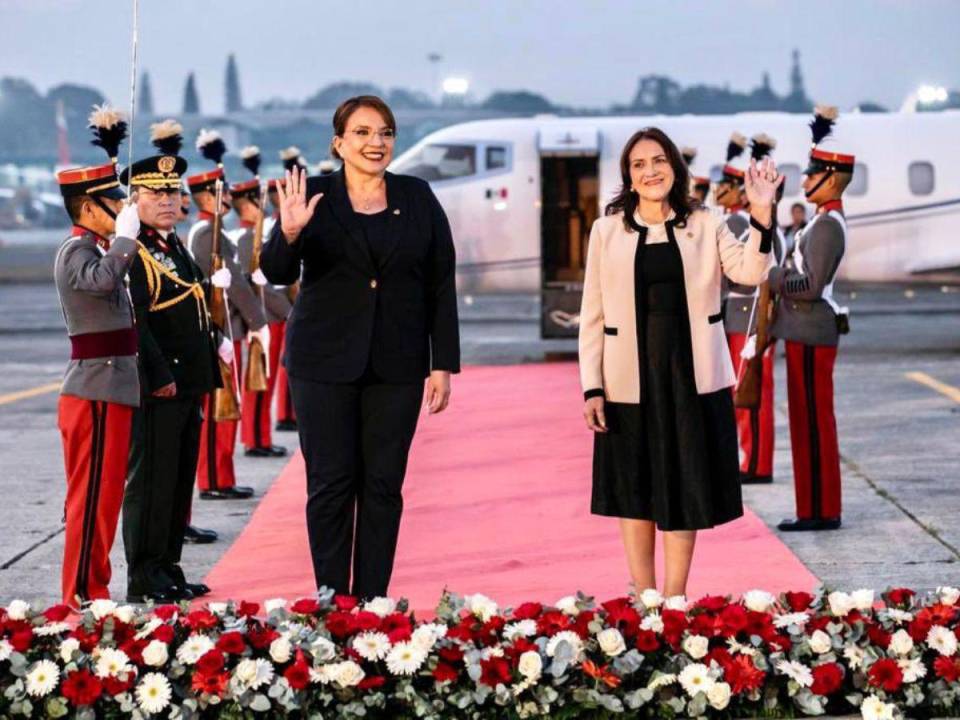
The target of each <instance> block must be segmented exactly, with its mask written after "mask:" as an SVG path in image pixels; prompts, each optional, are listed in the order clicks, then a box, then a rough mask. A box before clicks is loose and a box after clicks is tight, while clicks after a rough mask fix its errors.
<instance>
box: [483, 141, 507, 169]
mask: <svg viewBox="0 0 960 720" xmlns="http://www.w3.org/2000/svg"><path fill="white" fill-rule="evenodd" d="M506 166H507V149H506V148H505V147H501V146H499V145H491V146H490V147H488V148H487V170H500V169H502V168H505V167H506Z"/></svg>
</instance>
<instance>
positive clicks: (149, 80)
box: [137, 71, 155, 115]
mask: <svg viewBox="0 0 960 720" xmlns="http://www.w3.org/2000/svg"><path fill="white" fill-rule="evenodd" d="M137 111H138V112H140V113H142V114H143V115H153V114H154V112H155V111H154V109H153V88H151V87H150V73H148V72H147V71H144V72H143V75H141V76H140V92H139V94H138V97H137Z"/></svg>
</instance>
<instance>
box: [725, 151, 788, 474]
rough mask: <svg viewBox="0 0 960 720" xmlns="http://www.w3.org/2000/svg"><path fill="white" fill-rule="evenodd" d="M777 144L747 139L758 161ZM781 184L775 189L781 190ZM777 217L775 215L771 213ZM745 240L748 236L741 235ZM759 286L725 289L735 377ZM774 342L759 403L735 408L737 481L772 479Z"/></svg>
mask: <svg viewBox="0 0 960 720" xmlns="http://www.w3.org/2000/svg"><path fill="white" fill-rule="evenodd" d="M776 146H777V143H776V140H774V139H773V138H771V137H770V136H768V135H765V134H763V133H760V134H758V135H755V136H754V137H753V138H752V139H751V142H750V155H751V158H752V159H753V160H754V161H755V162H757V163H759V162H761V161H762V160H763V159H764V158H765V157H768V156H769V155H770V153H771V152H772V151H773V149H774V148H775V147H776ZM782 189H783V183H781V184H780V186H779V188H778V190H777V192H782ZM774 212H776V206H774ZM774 218H776V215H774ZM740 238H741V240H742V241H746V238H747V235H746V234H744V235H741V236H740ZM773 252H774V256H775V258H776V261H777V263H778V264H779V263H780V262H781V261H782V259H783V240H782V235H780V230H779V227H777V235H775V236H774V242H773ZM759 295H760V289H759V288H757V287H752V286H749V285H738V284H736V283H730V284H729V285H728V288H727V302H726V303H725V304H724V308H723V325H724V330H725V331H726V333H727V344H728V345H729V347H730V357H731V359H732V360H733V367H734V369H736V371H737V378H738V379H739V378H741V377H742V372H743V364H744V362H745V360H744V358H743V350H744V347H745V345H746V343H747V338H748V337H749V336H751V335H753V334H755V333H756V332H757V324H758V319H759V314H760V313H761V312H765V311H766V308H761V307H760V306H759V299H760V298H759ZM774 350H775V344H774V343H770V344H769V345H768V346H767V347H766V349H765V350H764V352H763V357H762V358H761V361H760V368H761V371H760V375H761V377H760V403H759V405H757V406H756V407H750V408H742V407H738V408H737V411H736V415H737V435H738V437H739V440H740V482H741V483H742V484H758V483H770V482H773V449H774V423H773V420H774V419H773V403H774V387H773V359H774Z"/></svg>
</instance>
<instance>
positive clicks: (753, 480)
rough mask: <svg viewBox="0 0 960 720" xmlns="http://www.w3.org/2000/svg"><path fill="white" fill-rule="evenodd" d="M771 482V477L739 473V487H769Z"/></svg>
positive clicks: (765, 475)
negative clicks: (739, 485)
mask: <svg viewBox="0 0 960 720" xmlns="http://www.w3.org/2000/svg"><path fill="white" fill-rule="evenodd" d="M772 482H773V475H750V474H748V473H740V484H741V485H769V484H770V483H772Z"/></svg>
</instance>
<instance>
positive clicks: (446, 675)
mask: <svg viewBox="0 0 960 720" xmlns="http://www.w3.org/2000/svg"><path fill="white" fill-rule="evenodd" d="M433 679H434V680H436V681H437V682H455V681H456V679H457V671H456V670H455V669H454V668H452V667H450V666H449V665H447V664H446V663H445V662H440V663H437V667H436V668H434V671H433Z"/></svg>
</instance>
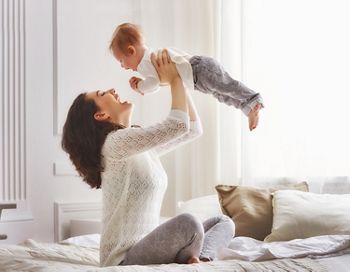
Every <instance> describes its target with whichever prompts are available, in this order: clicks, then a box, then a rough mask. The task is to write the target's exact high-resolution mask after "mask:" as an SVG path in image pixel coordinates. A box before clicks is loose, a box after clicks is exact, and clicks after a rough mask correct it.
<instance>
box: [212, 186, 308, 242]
mask: <svg viewBox="0 0 350 272" xmlns="http://www.w3.org/2000/svg"><path fill="white" fill-rule="evenodd" d="M215 189H216V191H217V192H218V194H219V201H220V205H221V209H222V211H223V213H224V214H226V215H228V216H229V217H231V218H232V220H233V222H234V223H235V225H236V236H247V237H252V238H254V239H257V240H261V241H262V240H264V239H265V237H266V236H267V235H268V234H270V233H271V228H272V193H273V192H274V191H276V190H277V189H295V190H301V191H308V186H307V183H306V182H301V183H298V184H291V185H288V186H287V185H286V186H283V188H281V187H280V188H269V189H260V188H256V187H248V186H231V185H217V186H216V187H215Z"/></svg>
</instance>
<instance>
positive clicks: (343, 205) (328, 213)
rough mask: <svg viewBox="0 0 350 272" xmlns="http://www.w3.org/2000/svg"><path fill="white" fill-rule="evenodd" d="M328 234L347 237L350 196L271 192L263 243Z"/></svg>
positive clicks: (289, 191) (301, 192)
mask: <svg viewBox="0 0 350 272" xmlns="http://www.w3.org/2000/svg"><path fill="white" fill-rule="evenodd" d="M329 234H350V194H343V195H337V194H315V193H307V192H297V191H277V192H275V194H274V198H273V227H272V232H271V234H270V235H269V236H267V237H266V239H265V241H267V242H271V241H287V240H292V239H299V238H307V237H312V236H319V235H329Z"/></svg>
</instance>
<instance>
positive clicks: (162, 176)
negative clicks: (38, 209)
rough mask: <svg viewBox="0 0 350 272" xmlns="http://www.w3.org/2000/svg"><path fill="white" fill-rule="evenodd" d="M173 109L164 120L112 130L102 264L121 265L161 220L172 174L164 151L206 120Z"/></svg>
mask: <svg viewBox="0 0 350 272" xmlns="http://www.w3.org/2000/svg"><path fill="white" fill-rule="evenodd" d="M189 123H190V122H189V117H188V115H187V114H186V113H185V112H182V111H179V110H172V111H171V112H170V114H169V116H168V118H166V119H165V120H164V121H163V122H161V123H158V124H156V125H153V126H150V127H146V128H125V129H119V130H117V131H114V132H111V133H109V134H108V136H107V138H106V141H105V143H104V145H103V147H102V156H103V165H104V172H103V173H102V174H101V177H102V192H103V218H102V226H103V227H102V235H101V244H100V264H101V266H111V265H118V264H119V263H120V262H121V261H122V260H123V259H124V257H125V254H126V252H127V250H128V249H130V247H132V246H133V245H134V244H135V243H137V242H138V241H140V240H141V239H142V238H143V237H144V236H145V235H147V234H148V233H149V232H151V231H152V230H153V229H154V228H155V227H157V226H158V224H159V217H160V208H161V204H162V200H163V196H164V192H165V190H166V187H167V175H166V173H165V171H164V169H163V167H162V164H161V162H160V160H159V155H160V154H163V153H165V152H168V151H169V150H171V149H173V148H175V147H177V146H178V145H180V144H183V143H185V142H188V141H189V140H192V139H194V138H195V137H197V136H199V135H200V134H201V132H202V129H201V123H200V121H199V120H198V121H196V122H191V124H190V125H189Z"/></svg>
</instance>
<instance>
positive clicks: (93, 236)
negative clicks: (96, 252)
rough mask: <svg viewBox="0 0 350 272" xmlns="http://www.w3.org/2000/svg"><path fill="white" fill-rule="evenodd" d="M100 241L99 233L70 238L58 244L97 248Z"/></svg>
mask: <svg viewBox="0 0 350 272" xmlns="http://www.w3.org/2000/svg"><path fill="white" fill-rule="evenodd" d="M100 239H101V235H100V234H99V233H95V234H86V235H79V236H74V237H70V238H68V239H66V240H63V241H61V242H60V244H69V245H76V246H83V247H92V248H99V247H100Z"/></svg>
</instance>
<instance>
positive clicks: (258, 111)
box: [248, 104, 261, 131]
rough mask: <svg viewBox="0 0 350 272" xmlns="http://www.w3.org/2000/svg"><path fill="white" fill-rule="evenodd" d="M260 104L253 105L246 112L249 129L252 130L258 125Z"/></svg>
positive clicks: (254, 128)
mask: <svg viewBox="0 0 350 272" xmlns="http://www.w3.org/2000/svg"><path fill="white" fill-rule="evenodd" d="M260 109H261V104H256V105H255V107H254V108H253V109H252V110H251V111H250V113H249V114H248V122H249V130H250V131H252V130H253V129H255V128H256V127H257V126H258V123H259V111H260Z"/></svg>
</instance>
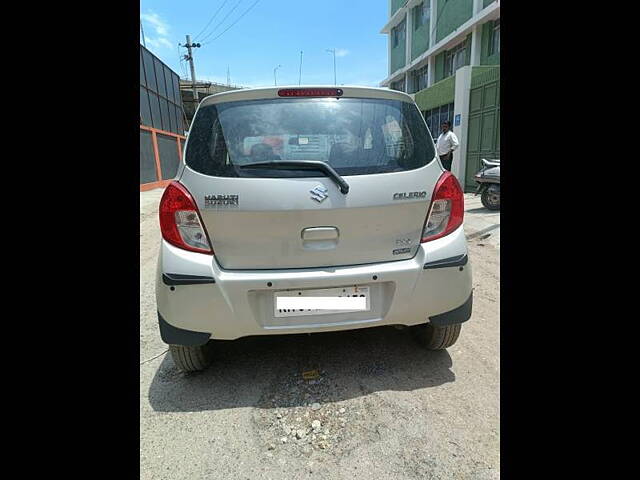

----------

What needs to be done
Retype only the stretch of lines above starting at the one with "positive clicks: (258, 111)" and stopping at the one with "104L253 105L246 112L249", exactly as written, with both kept.

Your solution
positive clicks: (258, 111)
box: [248, 104, 261, 131]
rough mask: <svg viewBox="0 0 350 272" xmlns="http://www.w3.org/2000/svg"><path fill="white" fill-rule="evenodd" d="M260 104L253 105L246 112L249 129L252 130L258 125Z"/></svg>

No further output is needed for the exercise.